# [Source passage]
==========

TLDR
- eBay is acquiring Depop from Etsy for $1.2 billion in cash, with the deal expected to close in Q2 2026.
- Depop generated $1 billion in gross merchandise sales in 2025, with nearly 60% U.S. growth year-over-year.
- eBay stock rose around 6.7% and Etsy stock jumped roughly 16.9% following the announcement.
- eBay also beat Q4 earnings, posting adjusted EPS of $1.41 vs. the $1.35 estimate, with revenue of $2.96 billion vs. $2.88 billion expected.
- Etsy originally bought Depop for $1.62 billion in 2021, meaning it’s selling at a loss, but the deal lets Etsy refocus on its core marketplace.
eBay is buying Depop from Etsy for $1.2 billion in cash. The deal sent both stocks sharply higher in after-hours trading Wednesday.

==========

# [Task instructions]
Continue the article on eBay's purchase of Depop from Etsy, starting after its last sentence.

==========

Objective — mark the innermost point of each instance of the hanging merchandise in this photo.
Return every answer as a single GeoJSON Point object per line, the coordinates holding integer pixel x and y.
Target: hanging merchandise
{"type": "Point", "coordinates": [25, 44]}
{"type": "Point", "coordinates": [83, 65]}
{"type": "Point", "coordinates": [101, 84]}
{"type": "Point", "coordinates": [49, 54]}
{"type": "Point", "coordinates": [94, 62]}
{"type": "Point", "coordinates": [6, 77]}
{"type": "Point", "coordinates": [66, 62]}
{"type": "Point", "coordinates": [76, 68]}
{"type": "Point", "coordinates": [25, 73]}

==========

# [Answer to this problem]
Shares of EBay rose in extended trading after the company reported quarterly sales and profit that exceeded estimates and announced it’s acquiring Depop from Etsy in a cash deal worth approximately $1.2 billion https://t.co/MV0kbwdk0V
— Bloomberg (@business) February 18, 2026
eBay shares climbed around 6.7%, while Etsy stock surged roughly 16.9% on the news. Both companies’ boards unanimously approved the transaction.
Depop is a London-based secondhand fashion platform popular with younger shoppers. Nearly 90% of its 7 million active buyers are under 34.
The platform posted around $1 billion in gross merchandise sales in 2025, including close to 60% growth in the U.S. compared to the prior year. It has more than 3 million active sellers and 56.3 million registered users.
For eBay, the deal is about getting younger. CEO Jamie Iannone said Depop gives eBay a foothold with Gen Z and Millennials, and fits into what he called an expanding “recommerce landscape.” eBay sees it as a fast-growing category that complements its existing platform.
Etsy, on the other hand, is letting it go. The company originally paid $1.62 billion for Depop back in 2021, so this deal represents a loss on that investment. CEO Kruti Patel Goyal called it “a great outcome for Etsy’s shareholders” and said it allows Etsy to put full focus back on its core marketplace.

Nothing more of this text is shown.